# What you will do:
Reproduce only the stretch from the line containing "--detect woman walking" through the end of the records, requests included, and shift every box coordinate in the answers by adding 146 to it.

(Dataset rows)
◇ ◇ ◇ ◇
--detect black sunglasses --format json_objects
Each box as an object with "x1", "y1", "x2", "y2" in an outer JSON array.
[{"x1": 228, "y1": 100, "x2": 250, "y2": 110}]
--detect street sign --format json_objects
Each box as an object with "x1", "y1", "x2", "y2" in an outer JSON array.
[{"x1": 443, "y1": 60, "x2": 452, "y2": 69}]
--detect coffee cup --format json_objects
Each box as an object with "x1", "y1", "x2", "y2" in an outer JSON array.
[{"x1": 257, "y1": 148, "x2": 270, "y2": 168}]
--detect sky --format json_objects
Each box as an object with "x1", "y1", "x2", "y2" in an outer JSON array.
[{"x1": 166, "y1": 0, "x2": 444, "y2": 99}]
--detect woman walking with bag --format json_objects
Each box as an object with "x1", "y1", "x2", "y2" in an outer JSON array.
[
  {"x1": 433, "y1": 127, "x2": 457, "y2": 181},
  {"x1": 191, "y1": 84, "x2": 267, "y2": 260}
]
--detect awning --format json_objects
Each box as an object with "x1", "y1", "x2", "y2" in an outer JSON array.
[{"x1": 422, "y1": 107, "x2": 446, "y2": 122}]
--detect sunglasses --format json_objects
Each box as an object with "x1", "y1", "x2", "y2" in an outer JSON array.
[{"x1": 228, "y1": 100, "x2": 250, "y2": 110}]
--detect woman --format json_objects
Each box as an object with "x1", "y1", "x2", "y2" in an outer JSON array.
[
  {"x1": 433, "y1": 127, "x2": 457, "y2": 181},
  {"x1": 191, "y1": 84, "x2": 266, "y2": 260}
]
◇ ◇ ◇ ◇
# Response:
--detect woman walking with bag --format json_objects
Each box as an object with "x1", "y1", "x2", "y2" in an outer JSON array.
[
  {"x1": 579, "y1": 273, "x2": 603, "y2": 327},
  {"x1": 337, "y1": 230, "x2": 413, "y2": 406}
]
--detect awning --format json_objects
Each box as an object with "x1", "y1", "x2", "y2" in an outer JSON array.
[{"x1": 568, "y1": 253, "x2": 592, "y2": 268}]
--detect sunglasses --format json_objects
Each box as an object with "x1", "y1", "x2", "y2" in an outer JSON array.
[{"x1": 374, "y1": 246, "x2": 396, "y2": 256}]
--detect woman --format json_objects
Each box as an object with "x1", "y1", "x2", "y2" in an outer JSON array.
[
  {"x1": 579, "y1": 273, "x2": 603, "y2": 327},
  {"x1": 337, "y1": 230, "x2": 412, "y2": 406}
]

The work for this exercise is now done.